── PAGE EXTRACT ──

Congressional Budget Office Hands Trump Bad News

Yellow sign reads bad news in sky

While the Congressional Budget Office (CBO) delivered President Trump bad news regarding his transformative “One Big Beautiful Bill Act,” Trump, administration officials and GOP leaders are pushing back against this analysis.

The CBO’s assessment fails to account for the economic growth that Trump’s tax cuts have historically generated, using what the White House calls an “artificial baseline” for their projections.

The comprehensive legislation, which narrowly passed the House in May, includes substantial tax cuts totaling $3.7 trillion while reducing government spending by $1.2 trillion.

President Trump is now pressing for Senate approval by the Fourth of July, despite resistance from some Republican senators concerned about deficit impacts.

White House budget director Russell Vought defended the bill against CBO criticism, emphasizing its historic fiscal responsibility.

“It includes $1.7 trillion in mandatory savings, the most in history. If you care about deficits and debt, this bill dramatically improves the fiscal picture,” Vought stated.

House Majority Leader Steve Scalise questioned the CBO’s track record, noting their consistent failure to account for economic growth resulting from tax cuts.

“When it comes time to make prognostications on economic growth, they’ve always been wrong,” Scalise said.

This underscores how the 2017 tax cuts generated unprecedented economic growth and record-low unemployment before the pandemic.

Furthermore, the legislation extends individual income tax breaks from the successful 2017 tax reform while adding new benefits, such as eliminating taxes on tips for service workers.

It also allocates $350 billion for enhanced border security, deportations, and national security, addressing key priorities for conservative voters.

Some fiscal conservatives like Senator Ron Johnson (R-WI) have voiced concerns.

Still, the bill significantly reduces wasteful spending by phasing out inefficient green energy tax breaks and implementing common-sense work requirements for government assistance programs like Medicaid and SNAP.

Democrats have predictably attacked the legislation, with Senate Democrat Leader Chuck Schumer falsely claiming Republicans “just want to strangle health care.”

───
── RECORDS ──

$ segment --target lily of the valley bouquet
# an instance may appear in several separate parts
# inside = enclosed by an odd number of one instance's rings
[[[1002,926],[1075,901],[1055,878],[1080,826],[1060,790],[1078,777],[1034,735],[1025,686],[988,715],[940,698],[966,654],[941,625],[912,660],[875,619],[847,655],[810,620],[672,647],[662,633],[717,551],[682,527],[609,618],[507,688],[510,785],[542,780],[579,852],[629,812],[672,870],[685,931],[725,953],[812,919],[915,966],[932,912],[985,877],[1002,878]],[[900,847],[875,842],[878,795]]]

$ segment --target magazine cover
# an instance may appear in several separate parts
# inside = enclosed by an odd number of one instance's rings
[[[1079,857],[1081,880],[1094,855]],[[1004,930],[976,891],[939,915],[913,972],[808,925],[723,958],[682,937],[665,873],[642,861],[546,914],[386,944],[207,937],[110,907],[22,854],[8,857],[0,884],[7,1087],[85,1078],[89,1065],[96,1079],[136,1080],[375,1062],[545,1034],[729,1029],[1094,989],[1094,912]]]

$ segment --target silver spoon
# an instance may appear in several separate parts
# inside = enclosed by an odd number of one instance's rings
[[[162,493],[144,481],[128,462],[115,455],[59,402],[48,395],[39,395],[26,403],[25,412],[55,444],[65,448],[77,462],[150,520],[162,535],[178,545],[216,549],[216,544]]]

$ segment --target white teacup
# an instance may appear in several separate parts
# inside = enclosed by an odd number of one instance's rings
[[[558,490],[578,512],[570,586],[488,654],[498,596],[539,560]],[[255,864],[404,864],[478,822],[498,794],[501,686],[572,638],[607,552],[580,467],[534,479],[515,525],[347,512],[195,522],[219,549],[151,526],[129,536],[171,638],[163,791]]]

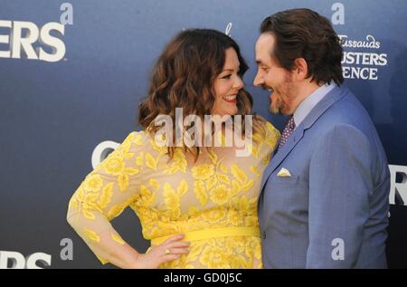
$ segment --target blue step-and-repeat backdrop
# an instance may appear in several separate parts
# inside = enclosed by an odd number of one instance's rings
[[[344,40],[345,84],[389,159],[389,266],[406,268],[404,0],[0,0],[0,267],[102,266],[67,224],[68,201],[92,165],[140,129],[137,107],[152,65],[182,29],[235,39],[251,66],[244,81],[254,110],[281,129],[285,119],[269,112],[268,92],[252,86],[254,43],[266,16],[294,7],[327,16]],[[146,251],[133,212],[113,225]]]

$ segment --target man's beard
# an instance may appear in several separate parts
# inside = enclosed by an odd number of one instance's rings
[[[295,99],[292,76],[286,75],[284,81],[274,87],[273,100],[270,105],[270,110],[274,114],[289,115],[292,103]]]

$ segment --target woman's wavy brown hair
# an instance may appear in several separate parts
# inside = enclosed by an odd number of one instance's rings
[[[239,75],[242,78],[248,65],[241,54],[238,44],[228,35],[212,29],[190,29],[179,33],[164,49],[157,59],[150,80],[147,100],[138,108],[138,122],[150,134],[161,129],[154,125],[158,115],[169,115],[175,130],[175,108],[183,109],[184,118],[194,114],[204,122],[211,115],[215,100],[213,81],[222,72],[225,62],[225,51],[233,48],[240,62]],[[253,101],[251,94],[241,89],[237,96],[238,115],[241,115],[244,134],[244,116],[253,115],[253,134],[263,130],[260,118],[251,112]],[[184,119],[183,119],[184,120]],[[175,139],[173,139],[175,140]],[[175,147],[168,147],[173,157]],[[198,158],[199,147],[187,148]]]

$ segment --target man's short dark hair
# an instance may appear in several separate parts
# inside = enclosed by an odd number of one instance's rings
[[[344,81],[341,61],[343,49],[330,22],[309,9],[290,9],[276,13],[261,23],[260,33],[275,37],[271,56],[283,68],[295,68],[295,59],[304,58],[308,77],[317,84]]]

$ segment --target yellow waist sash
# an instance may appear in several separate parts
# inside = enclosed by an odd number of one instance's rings
[[[185,237],[183,241],[196,241],[218,237],[228,236],[257,236],[260,237],[260,229],[258,226],[251,227],[222,227],[222,228],[208,228],[203,230],[195,230],[184,233]],[[164,243],[168,238],[176,234],[156,237],[151,239],[152,245],[158,245]]]

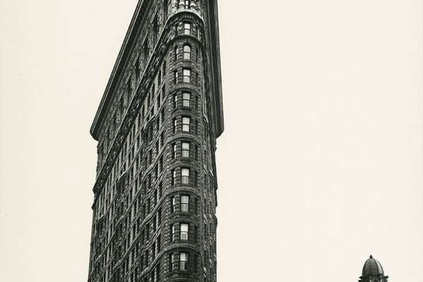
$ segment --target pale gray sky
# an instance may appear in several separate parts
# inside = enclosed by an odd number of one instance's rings
[[[0,3],[1,280],[85,281],[89,129],[137,0]],[[421,1],[219,8],[218,281],[354,281],[370,254],[423,280]]]

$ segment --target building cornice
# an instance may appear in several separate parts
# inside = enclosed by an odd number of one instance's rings
[[[147,11],[147,8],[152,1],[152,0],[140,0],[130,21],[123,43],[121,47],[118,58],[90,130],[91,135],[97,141],[99,140],[102,125],[106,118],[109,109],[113,101],[114,93],[118,86],[121,75],[124,73],[125,66],[130,58],[131,50],[134,47],[134,42],[135,42],[140,29],[142,28],[141,23],[146,16],[146,11]],[[223,131],[223,116],[221,99],[217,3],[216,0],[210,0],[208,1],[207,3],[207,8],[209,10],[207,13],[209,28],[207,29],[207,30],[208,31],[207,37],[209,39],[209,44],[208,48],[210,49],[209,66],[212,70],[212,86],[213,89],[212,92],[214,92],[213,98],[214,99],[214,116],[216,118],[215,128],[216,129],[216,137],[219,137]],[[168,21],[166,21],[166,23]],[[164,27],[164,29],[166,29],[166,27]]]

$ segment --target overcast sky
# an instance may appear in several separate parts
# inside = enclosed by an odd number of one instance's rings
[[[89,133],[137,0],[0,0],[2,282],[87,278]],[[220,0],[218,282],[423,281],[418,0]]]

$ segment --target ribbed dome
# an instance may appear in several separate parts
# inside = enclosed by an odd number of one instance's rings
[[[369,276],[379,276],[379,275],[384,276],[384,269],[381,265],[380,262],[374,259],[372,255],[370,258],[366,261],[364,266],[363,266],[363,271],[362,276],[367,277]]]

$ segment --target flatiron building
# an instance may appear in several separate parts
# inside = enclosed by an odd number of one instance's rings
[[[89,282],[216,281],[219,56],[216,0],[139,1],[90,130]]]

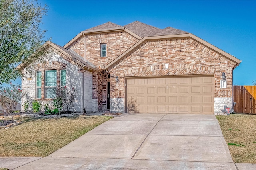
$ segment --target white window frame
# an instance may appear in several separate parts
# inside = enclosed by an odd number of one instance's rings
[[[106,45],[106,49],[102,51],[102,46],[105,46],[105,45]],[[105,55],[102,55],[103,51],[106,51],[106,53],[105,54]],[[100,57],[107,57],[107,43],[102,43],[100,44]]]

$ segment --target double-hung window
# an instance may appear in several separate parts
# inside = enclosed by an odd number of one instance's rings
[[[36,71],[36,98],[41,98],[42,72]]]
[[[60,87],[66,86],[66,70],[60,70]]]
[[[100,44],[100,57],[107,57],[107,44]]]
[[[57,70],[46,70],[45,72],[45,98],[54,98],[56,97]]]

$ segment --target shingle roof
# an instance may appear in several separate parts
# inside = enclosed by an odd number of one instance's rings
[[[172,27],[168,27],[163,29],[162,29],[158,33],[158,35],[178,35],[188,33],[186,32]]]
[[[100,25],[89,28],[85,31],[114,29],[120,27],[122,27],[115,23],[108,22]],[[183,34],[188,33],[170,27],[162,29],[137,21],[127,24],[124,26],[124,27],[128,29],[142,38],[145,37]]]
[[[85,31],[96,30],[97,29],[106,29],[108,28],[118,28],[118,27],[122,27],[117,24],[116,24],[115,23],[112,23],[111,22],[108,22],[103,23],[102,25],[89,28],[89,29],[87,29]]]
[[[162,30],[160,28],[137,21],[126,25],[124,27],[141,37],[157,35],[157,33]]]
[[[67,53],[70,56],[72,56],[75,59],[77,60],[78,61],[79,61],[80,62],[84,64],[86,66],[90,66],[91,67],[94,68],[96,68],[96,67],[94,65],[93,65],[91,63],[90,63],[87,61],[84,61],[84,59],[82,56],[81,56],[80,55],[79,55],[79,54],[78,54],[78,53],[77,53],[73,50],[72,50],[71,49],[68,50],[65,49],[65,48],[63,47],[60,46],[60,45],[58,45],[57,44],[55,44],[55,43],[54,43],[50,41],[49,41],[50,43],[52,43],[53,44],[54,44],[54,45],[55,45],[56,46],[58,47],[59,48],[60,48],[60,49],[62,50],[63,51],[65,52],[66,53]]]

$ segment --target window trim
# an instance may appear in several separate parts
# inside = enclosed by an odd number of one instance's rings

───

TASKS AND EXERCISES:
1. Using the article about the CBO and the bill, please answer these questions:
(a) What total amount of tax cuts does the bill include?
(b) By what date is President Trump pressing for Senate approval?
(c) How much does the bill allocate for border security, deportations, and national security?
2. Decide whether each statement agrees with the article about the CBO and the bill. Answer yes or no, and quote the words of the article that settle it.
(a) The bill passed the House in May.
(b) Vought said the bill includes $1.2 trillion in mandatory savings.
(c) Senator Ron Johnson has voiced concerns.

TASK ANSWERS:
1.
(a) $3.7 trillion
(b) The Fourth of July
(c) $350 billion

2.
(a) Yes: "narrowly passed the House in May"
(b) No: "It includes $1.7 trillion in mandatory savings"
(c) Yes: "Some fiscal conservatives like Senator Ron Johnson (R-WI) have voiced concerns."